- [DIRECTION 1]
Decide whether each statement below agrees with the patch note on dying cgroups. Answer yes or no for each, and quote the exact words of the patch note that settle it. (a) With kernel memory accounting turned off, the number of dying cgroups levels off at about 100. (b) Slab objects are kept separate for each cgroup and are not shared. (c) A cgroup can be reclaimed while some of its charged pages remain.

From: Roman Gushchin guro@fb.com
mainline inclusion from mainline-5.3-rc1 commit c03914b7aa319fb2b6701a6427c13752c7418b9b category: bugfix bugzilla: 34611 CVE: NA
------------------------------------------------- Patch series "mm: reparent slab memory on cgroup removal", v7.
We've noticed that the number of dying cgroups is steadily growing on most of our hosts in production. The following investigation revealed an issue in the userspace memory reclaim code [1], accounting of kernel stacks [2], and also the main reason: slab objects.
The underlying problem is quite simple: any page charged to a cgroup holds a reference to it, so the cgroup can't be reclaimed unless all charged pages are gone. If a slab object is actively used by other cgroups, it won't be reclaimed, and will prevent the origin cgroup from being reclaimed.
Slab objects, and first of all vfs cache, is shared between cgroups, which are using the same underlying fs, and what's even more important, it's shared between multiple generations of the same workload. So if something is running periodically every time in a new cgroup (like how systemd works), we do accumulate multiple dying cgroups.
Strictly speaking pagecache isn't different here, but there is a key difference: we disable protection and apply some extra pressure on LRUs of dying cgroups, and these LRUs contain all charged pages. My experiments show that with the disabled kernel memory accounting the number of dying cgroups stabilizes at a relatively small number (~100, depends on memory pressure and cgroup creation rate), and with kernel memory accounting it grows pretty steadily up to several thousands.

- [EXTRACTED RECORDS]

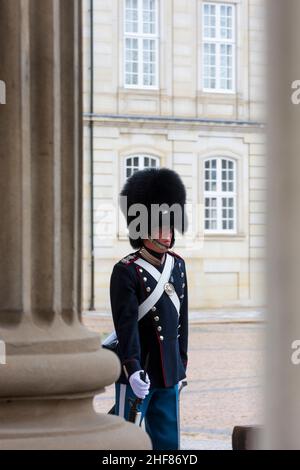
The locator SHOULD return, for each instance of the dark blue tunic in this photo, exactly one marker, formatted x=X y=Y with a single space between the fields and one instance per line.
x=161 y=333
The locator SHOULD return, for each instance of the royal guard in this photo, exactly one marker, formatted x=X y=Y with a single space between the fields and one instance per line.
x=149 y=301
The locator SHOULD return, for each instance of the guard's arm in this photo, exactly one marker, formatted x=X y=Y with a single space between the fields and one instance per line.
x=183 y=321
x=124 y=305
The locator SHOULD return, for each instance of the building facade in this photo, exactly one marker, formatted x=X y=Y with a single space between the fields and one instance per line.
x=178 y=83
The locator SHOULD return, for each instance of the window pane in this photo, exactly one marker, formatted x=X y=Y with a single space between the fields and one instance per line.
x=131 y=15
x=226 y=69
x=210 y=214
x=131 y=61
x=210 y=177
x=226 y=23
x=149 y=16
x=149 y=62
x=209 y=21
x=209 y=65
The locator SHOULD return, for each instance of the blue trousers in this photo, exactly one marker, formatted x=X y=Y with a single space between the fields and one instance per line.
x=160 y=410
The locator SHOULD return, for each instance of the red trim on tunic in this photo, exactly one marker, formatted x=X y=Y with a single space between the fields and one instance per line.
x=161 y=359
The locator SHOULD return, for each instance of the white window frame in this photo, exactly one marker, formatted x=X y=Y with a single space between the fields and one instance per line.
x=140 y=36
x=219 y=194
x=218 y=41
x=141 y=162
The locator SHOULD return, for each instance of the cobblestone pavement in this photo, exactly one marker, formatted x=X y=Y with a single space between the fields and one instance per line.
x=224 y=381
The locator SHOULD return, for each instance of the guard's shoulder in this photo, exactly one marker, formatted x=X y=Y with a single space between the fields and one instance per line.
x=175 y=255
x=129 y=259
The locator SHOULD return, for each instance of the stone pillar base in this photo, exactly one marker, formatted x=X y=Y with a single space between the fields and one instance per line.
x=65 y=424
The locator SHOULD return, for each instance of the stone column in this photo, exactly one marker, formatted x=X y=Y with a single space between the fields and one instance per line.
x=283 y=378
x=54 y=365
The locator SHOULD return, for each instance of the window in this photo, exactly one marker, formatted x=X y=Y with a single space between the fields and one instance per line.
x=141 y=44
x=220 y=195
x=218 y=58
x=140 y=162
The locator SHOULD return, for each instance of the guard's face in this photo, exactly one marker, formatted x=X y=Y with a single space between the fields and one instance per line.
x=164 y=236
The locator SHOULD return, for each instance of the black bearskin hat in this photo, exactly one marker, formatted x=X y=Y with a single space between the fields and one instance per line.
x=155 y=186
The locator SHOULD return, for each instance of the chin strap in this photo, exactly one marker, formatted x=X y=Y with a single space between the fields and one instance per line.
x=157 y=244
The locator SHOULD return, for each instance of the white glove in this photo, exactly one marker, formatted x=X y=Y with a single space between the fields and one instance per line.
x=139 y=387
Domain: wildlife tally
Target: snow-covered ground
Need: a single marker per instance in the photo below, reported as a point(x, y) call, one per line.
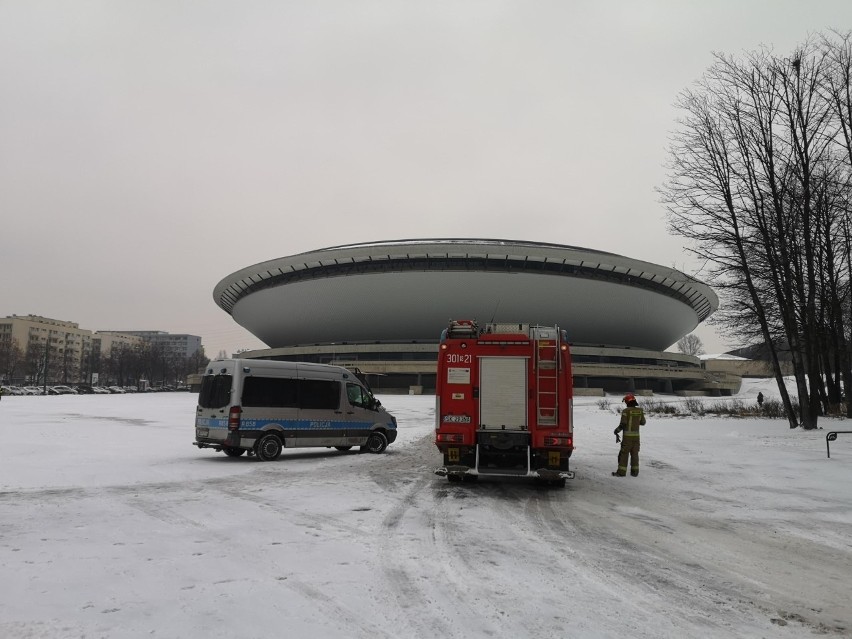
point(113, 525)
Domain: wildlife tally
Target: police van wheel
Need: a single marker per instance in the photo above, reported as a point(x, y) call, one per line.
point(376, 443)
point(268, 448)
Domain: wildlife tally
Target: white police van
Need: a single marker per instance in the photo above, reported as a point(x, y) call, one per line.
point(262, 406)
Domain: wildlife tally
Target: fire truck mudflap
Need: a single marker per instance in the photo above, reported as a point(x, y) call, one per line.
point(504, 402)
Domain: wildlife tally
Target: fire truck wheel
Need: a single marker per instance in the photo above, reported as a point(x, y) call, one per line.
point(376, 443)
point(268, 447)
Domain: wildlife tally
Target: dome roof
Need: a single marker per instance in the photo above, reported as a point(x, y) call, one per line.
point(407, 290)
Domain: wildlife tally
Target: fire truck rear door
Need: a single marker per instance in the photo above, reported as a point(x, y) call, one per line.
point(503, 393)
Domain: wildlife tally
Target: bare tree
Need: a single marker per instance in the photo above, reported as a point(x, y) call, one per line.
point(690, 345)
point(741, 188)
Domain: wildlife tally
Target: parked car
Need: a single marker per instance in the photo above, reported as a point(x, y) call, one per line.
point(61, 390)
point(13, 390)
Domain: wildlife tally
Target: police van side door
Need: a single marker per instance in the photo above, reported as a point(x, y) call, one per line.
point(360, 412)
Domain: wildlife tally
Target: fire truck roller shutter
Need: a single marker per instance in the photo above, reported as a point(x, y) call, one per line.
point(503, 393)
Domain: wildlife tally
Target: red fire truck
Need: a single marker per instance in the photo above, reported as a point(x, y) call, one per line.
point(504, 402)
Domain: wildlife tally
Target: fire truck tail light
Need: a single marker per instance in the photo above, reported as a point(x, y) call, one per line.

- [DIRECTION 2]
In the rows, print the lines from the one holding "The locator SHOULD return, for each instance of the window in" through the one holding "x=140 y=162", inclusive.

- [TASK RESULT 1]
(a) Yes: "with the disabled kernel memory accounting the number of dying cgroups stabilizes at a relatively small number (~100"
(b) No: "Slab objects, and first of all vfs cache, is shared between cgroups"
(c) No: "the cgroup can't be reclaimed unless all charged pages are gone"

- [TASK RESULT 2]
The locator SHOULD return, for each instance of the window in this photo, exactly one marker, formatted x=X y=Y with a single space between the fields and one instance per line.
x=141 y=44
x=220 y=195
x=218 y=58
x=140 y=162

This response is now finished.